- _DATA EXCERPTS_:
§
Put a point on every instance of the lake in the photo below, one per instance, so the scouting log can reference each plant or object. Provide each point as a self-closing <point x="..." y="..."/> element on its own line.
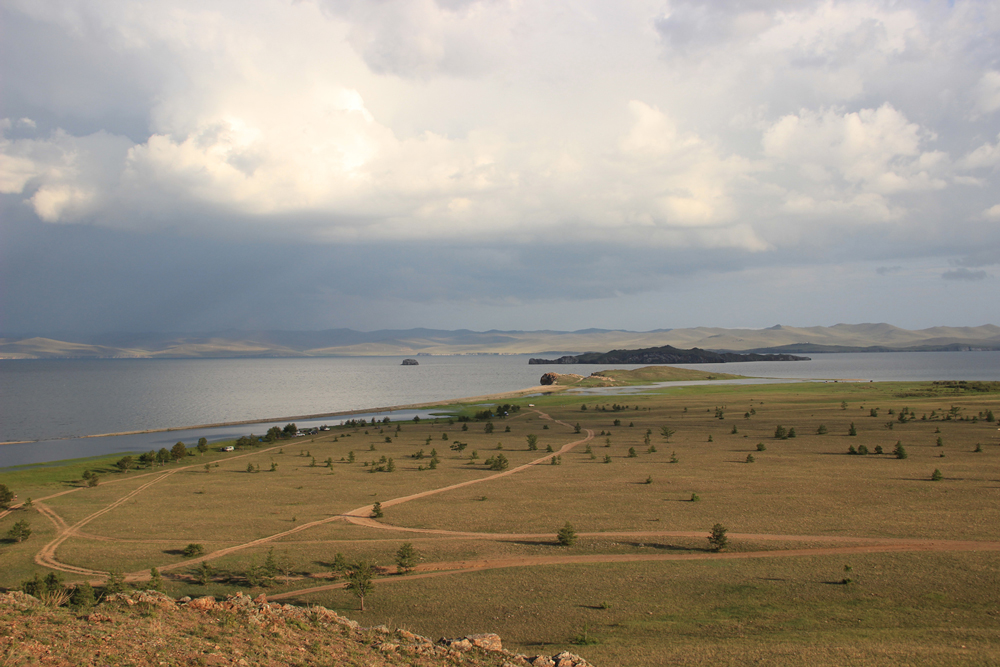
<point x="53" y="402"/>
§
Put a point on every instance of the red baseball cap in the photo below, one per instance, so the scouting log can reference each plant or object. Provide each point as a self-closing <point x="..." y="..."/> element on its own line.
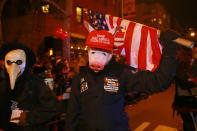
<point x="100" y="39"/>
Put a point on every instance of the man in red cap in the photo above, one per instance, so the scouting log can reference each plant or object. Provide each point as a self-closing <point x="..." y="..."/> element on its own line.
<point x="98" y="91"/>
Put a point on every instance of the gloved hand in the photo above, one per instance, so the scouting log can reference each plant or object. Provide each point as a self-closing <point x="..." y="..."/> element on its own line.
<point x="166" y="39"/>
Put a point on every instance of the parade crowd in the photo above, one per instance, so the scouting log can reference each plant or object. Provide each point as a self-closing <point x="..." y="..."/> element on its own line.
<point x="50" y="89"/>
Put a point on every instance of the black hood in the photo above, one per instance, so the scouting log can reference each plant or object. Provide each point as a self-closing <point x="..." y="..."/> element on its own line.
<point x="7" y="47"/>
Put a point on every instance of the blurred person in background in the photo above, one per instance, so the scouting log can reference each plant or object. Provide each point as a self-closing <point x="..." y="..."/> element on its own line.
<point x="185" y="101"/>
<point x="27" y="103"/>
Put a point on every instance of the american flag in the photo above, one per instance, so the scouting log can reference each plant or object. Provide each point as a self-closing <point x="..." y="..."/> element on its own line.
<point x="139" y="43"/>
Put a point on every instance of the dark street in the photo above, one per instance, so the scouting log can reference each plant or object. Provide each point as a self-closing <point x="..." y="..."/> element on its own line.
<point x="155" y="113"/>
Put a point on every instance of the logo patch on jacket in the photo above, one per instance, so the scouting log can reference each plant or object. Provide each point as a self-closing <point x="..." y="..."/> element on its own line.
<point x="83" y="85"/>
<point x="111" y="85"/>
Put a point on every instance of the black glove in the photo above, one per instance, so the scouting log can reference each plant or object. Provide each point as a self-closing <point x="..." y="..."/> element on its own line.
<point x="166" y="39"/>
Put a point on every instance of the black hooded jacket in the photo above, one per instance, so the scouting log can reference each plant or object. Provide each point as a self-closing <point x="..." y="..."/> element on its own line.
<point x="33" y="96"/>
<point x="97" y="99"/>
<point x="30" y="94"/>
§
- _WHAT IS REQUIRED_: Keep only the lines of the listing above that contain the word "black", copying each one in full. Treat uppercase and lowercase as different.

- _TASK RESPONSE_:
Put a point on every instance of the black hood in the photo above, one per instance, so the scouting log can reference each plant or object. Provide each point as a self-closing <point x="..." y="..."/> element on its own line.
Put a point on every instance of the black glove in the photo above, one per instance, so the scouting log can reference each plant or object. Provide each point as a self-closing <point x="..." y="..."/> element on its own line.
Put a point on every instance of the black hooded jacket in the photo above, one per instance, so the scouting log can reference each plant or object. Provide each point as a self-closing <point x="..." y="..."/> element on its own line.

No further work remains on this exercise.